What is expected →
Write every line of the material below as a numbered list, skipping blank lines and leaving the pictures out.
··· Entries ···
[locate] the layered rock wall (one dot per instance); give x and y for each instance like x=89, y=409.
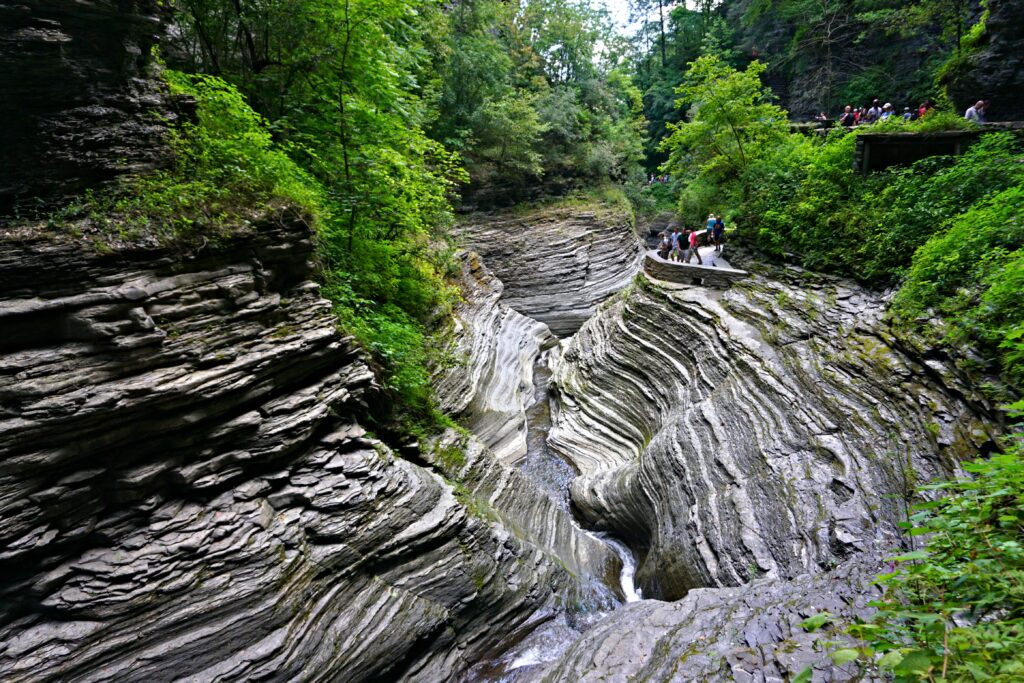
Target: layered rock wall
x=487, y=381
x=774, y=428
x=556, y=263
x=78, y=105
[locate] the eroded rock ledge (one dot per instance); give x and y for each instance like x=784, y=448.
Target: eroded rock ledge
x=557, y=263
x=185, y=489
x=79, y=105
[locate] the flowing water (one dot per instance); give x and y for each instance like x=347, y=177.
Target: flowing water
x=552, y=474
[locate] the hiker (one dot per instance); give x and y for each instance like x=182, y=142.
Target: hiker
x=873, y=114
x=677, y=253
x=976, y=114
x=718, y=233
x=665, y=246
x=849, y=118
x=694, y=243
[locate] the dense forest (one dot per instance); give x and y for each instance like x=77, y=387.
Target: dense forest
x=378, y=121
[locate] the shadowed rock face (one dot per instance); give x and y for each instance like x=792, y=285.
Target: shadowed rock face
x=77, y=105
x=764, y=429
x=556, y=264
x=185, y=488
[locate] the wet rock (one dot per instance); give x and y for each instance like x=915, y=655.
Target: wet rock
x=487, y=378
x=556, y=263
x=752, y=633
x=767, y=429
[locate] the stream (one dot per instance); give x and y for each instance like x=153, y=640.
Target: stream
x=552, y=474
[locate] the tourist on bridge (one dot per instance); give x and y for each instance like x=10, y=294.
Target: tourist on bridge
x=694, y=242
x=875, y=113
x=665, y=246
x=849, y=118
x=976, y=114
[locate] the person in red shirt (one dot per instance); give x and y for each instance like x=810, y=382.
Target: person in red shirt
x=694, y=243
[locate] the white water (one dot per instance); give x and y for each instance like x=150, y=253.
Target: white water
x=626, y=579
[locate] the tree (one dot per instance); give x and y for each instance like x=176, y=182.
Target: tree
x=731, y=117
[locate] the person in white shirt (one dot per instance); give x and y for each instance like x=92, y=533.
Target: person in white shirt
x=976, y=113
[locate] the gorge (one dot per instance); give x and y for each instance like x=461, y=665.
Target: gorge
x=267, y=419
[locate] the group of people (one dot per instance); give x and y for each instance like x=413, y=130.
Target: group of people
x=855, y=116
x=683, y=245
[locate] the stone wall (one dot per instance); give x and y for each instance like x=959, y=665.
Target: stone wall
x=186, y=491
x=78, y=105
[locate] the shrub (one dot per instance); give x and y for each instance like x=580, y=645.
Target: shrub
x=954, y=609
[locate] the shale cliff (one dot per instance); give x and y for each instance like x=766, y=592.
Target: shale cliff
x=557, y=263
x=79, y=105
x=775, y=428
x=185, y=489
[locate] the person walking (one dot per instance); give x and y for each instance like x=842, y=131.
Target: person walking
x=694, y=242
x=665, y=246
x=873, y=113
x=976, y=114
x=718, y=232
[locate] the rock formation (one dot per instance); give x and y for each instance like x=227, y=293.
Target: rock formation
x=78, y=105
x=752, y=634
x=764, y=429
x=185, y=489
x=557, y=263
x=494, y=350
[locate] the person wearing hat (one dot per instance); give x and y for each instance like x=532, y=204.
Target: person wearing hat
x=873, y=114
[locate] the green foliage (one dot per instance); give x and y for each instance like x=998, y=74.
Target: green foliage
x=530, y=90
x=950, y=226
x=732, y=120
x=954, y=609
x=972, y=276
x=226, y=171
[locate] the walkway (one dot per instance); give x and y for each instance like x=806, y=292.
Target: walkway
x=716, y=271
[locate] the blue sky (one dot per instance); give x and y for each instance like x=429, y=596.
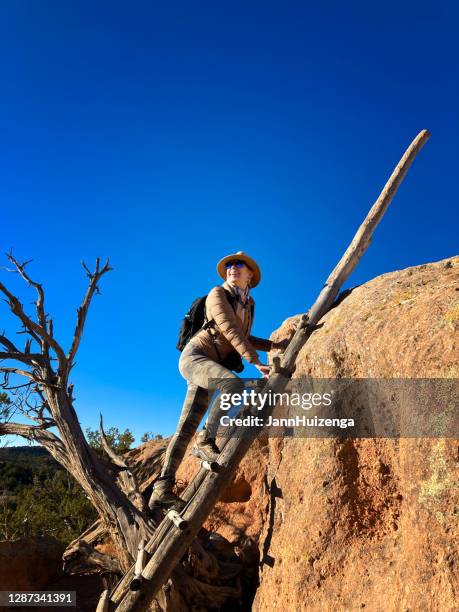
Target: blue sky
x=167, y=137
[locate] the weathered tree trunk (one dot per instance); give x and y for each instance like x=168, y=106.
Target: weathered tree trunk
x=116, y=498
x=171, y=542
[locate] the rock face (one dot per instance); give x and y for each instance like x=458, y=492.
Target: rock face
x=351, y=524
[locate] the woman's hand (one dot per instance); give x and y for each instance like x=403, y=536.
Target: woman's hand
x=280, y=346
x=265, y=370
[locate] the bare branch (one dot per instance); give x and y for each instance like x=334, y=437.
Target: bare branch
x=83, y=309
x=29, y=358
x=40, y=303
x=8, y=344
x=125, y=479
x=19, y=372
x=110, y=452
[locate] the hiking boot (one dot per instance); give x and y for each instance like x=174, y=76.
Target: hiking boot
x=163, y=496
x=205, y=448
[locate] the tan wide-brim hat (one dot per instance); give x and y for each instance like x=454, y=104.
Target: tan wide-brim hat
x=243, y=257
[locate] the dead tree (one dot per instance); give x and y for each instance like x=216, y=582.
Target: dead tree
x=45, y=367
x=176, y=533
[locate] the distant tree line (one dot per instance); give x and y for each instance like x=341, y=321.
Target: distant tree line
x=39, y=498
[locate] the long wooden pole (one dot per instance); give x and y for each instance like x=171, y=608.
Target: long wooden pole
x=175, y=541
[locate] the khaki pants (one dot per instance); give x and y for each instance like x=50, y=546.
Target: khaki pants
···
Answer below →
1. [locate] the layered rock wall (one dot per instance); give x and y for each instance like x=89, y=409.
2. Target: layered rock wall
3. x=487, y=381
4. x=774, y=428
5. x=556, y=263
6. x=78, y=105
7. [locate] the eroded rock ledge (one dot per instance); give x and y for each instance like x=784, y=448.
8. Target: eroded rock ledge
9. x=557, y=263
10. x=185, y=489
11. x=79, y=105
12. [locate] the flowing water (one dot per instance); give x and y for each instance like x=347, y=177.
13. Target: flowing water
14. x=552, y=474
15. [locate] the hiker (one dot per instance); give x and y for each instance like x=182, y=142.
16. Target: hiker
17. x=873, y=114
18. x=677, y=253
19. x=976, y=114
20. x=718, y=233
21. x=665, y=246
22. x=849, y=118
23. x=694, y=243
24. [locate] the dense forest (one dot per instance); give x and y for each instance like x=77, y=387.
25. Target: dense forest
26. x=378, y=121
27. [locate] the shadowed rock face (one dot per instance); give x and y for each instance like x=792, y=285.
28. Target: shadowed rock face
29. x=77, y=105
30. x=764, y=429
31. x=556, y=264
32. x=185, y=488
33. [locate] the wet rock (one dot per instance); give x and y for each instance like x=915, y=655.
34. Target: wet rock
35. x=487, y=378
36. x=556, y=263
37. x=752, y=633
38. x=767, y=429
39. [locate] the stream (one dot per instance); give x and y for each instance like x=153, y=640.
40. Target: stream
41. x=552, y=474
42. [locate] the tourist on bridge (one dot per instance); give x and y for each instance like x=10, y=294.
43. Target: tourist on bridge
44. x=694, y=242
45. x=875, y=113
46. x=665, y=246
47. x=849, y=118
48. x=976, y=114
49. [locate] the person in red shirt (one dot per instance); give x and y for each instance like x=810, y=382.
50. Target: person in red shirt
51. x=694, y=243
52. [locate] the white water (one dot per instance); give x and y for each instance like x=150, y=253.
53. Target: white water
54. x=626, y=579
55. [locate] the tree (one dot per instance); give x and y for each instance like x=176, y=182.
56. Target: tree
57. x=731, y=117
58. [locate] the person in white shirt (one dot per instance); give x and y for each instance like x=92, y=533.
59. Target: person in white shirt
60. x=976, y=113
61. [locate] the gorge (one dot per instance); give x and y for each instance like x=461, y=665.
62. Target: gorge
63. x=267, y=419
64. [locate] the group of people (one dot per instance); give x and y for each instance like x=413, y=130.
65. Target: group of people
66. x=855, y=116
67. x=683, y=245
68. [locate] the stone wall (one dot per instance); give x and y for each instance like x=959, y=665.
69. Target: stone wall
70. x=186, y=491
71. x=78, y=105
72. [locate] the shrub (one dot per instance); give x and y for each instance like x=580, y=645.
73. Target: shrub
74. x=954, y=609
75. [locate] the shale cliff (one dot per instance); give x and y for each instance like x=766, y=592.
76. Target: shale cliff
77. x=557, y=263
78. x=79, y=105
79. x=775, y=428
80. x=185, y=489
81. [locate] the person walking (one dot per instance); give x and y for each instance like x=842, y=131.
82. Target: person walking
83. x=694, y=242
84. x=665, y=246
85. x=873, y=113
86. x=976, y=114
87. x=718, y=232
88. [locate] the rock formation (one dot per instance); give x and y for each instance like x=227, y=293.
89. Target: rock formation
90. x=78, y=105
91. x=752, y=634
92. x=764, y=429
93. x=185, y=489
94. x=557, y=263
95. x=494, y=350
96. [locate] the person wearing hat (one dot per instance); give x and y for each instance like x=532, y=204.
97. Target: person wearing hat
98. x=873, y=114
99. [locate] the green foliage (one dot per instance); give x and y for each instance like x=998, y=74.
100. Target: green foliage
101. x=530, y=90
102. x=950, y=226
103. x=732, y=120
104. x=954, y=609
105. x=972, y=276
106. x=226, y=171
107. [locate] the walkway (one dot per instance); give x and y for each instance like x=806, y=292.
108. Target: walkway
109. x=716, y=271
110. [locate] the blue sky (one dot per instance); give x and y for each instance like x=429, y=596.
111. Target: blue sky
112. x=167, y=137
113. [locate] the weathered tree trunk (one dot per instance); give x and y for each instance like x=168, y=106.
114. Target: weathered tree trunk
115. x=116, y=498
116. x=171, y=542
117. [locate] the rock face (one dot per instance); give x and y for each instance like x=458, y=492.
118. Target: rock face
119. x=351, y=524
120. [locate] the woman's hand (one dot per instance); give x and y for each instance like x=403, y=536.
121. Target: woman's hand
122. x=280, y=346
123. x=265, y=370
124. [locate] the bare branch (one dot per instance); give x and y for each instance like x=334, y=437.
125. Target: bare branch
126. x=83, y=309
127. x=29, y=358
128. x=40, y=303
129. x=8, y=344
130. x=125, y=479
131. x=19, y=372
132. x=110, y=452
133. [locate] the hiking boot (one dot per instance); give x and y for each instance like x=174, y=76.
134. Target: hiking boot
135. x=163, y=496
136. x=205, y=448
137. [locate] the tan wide-brim hat (one dot per instance); give x and y for each instance like x=454, y=104.
138. Target: tan wide-brim hat
139. x=243, y=257
140. [locate] the dead tree (one dot per instance); give x and y for each instance like x=216, y=582.
141. Target: dead tree
142. x=45, y=367
143. x=176, y=533
144. [locate] the distant tree line (one dot per instance); give x and y for each instance like x=341, y=321.
145. Target: distant tree line
146. x=39, y=498
147. [locate] the long wooden pole (one dot per instance); give x and y for each instance like x=171, y=608.
148. Target: long wooden pole
149. x=175, y=541
150. [locate] the khaki pants (one dot per instance); give x and y for each instance like x=50, y=546.
151. Target: khaki pants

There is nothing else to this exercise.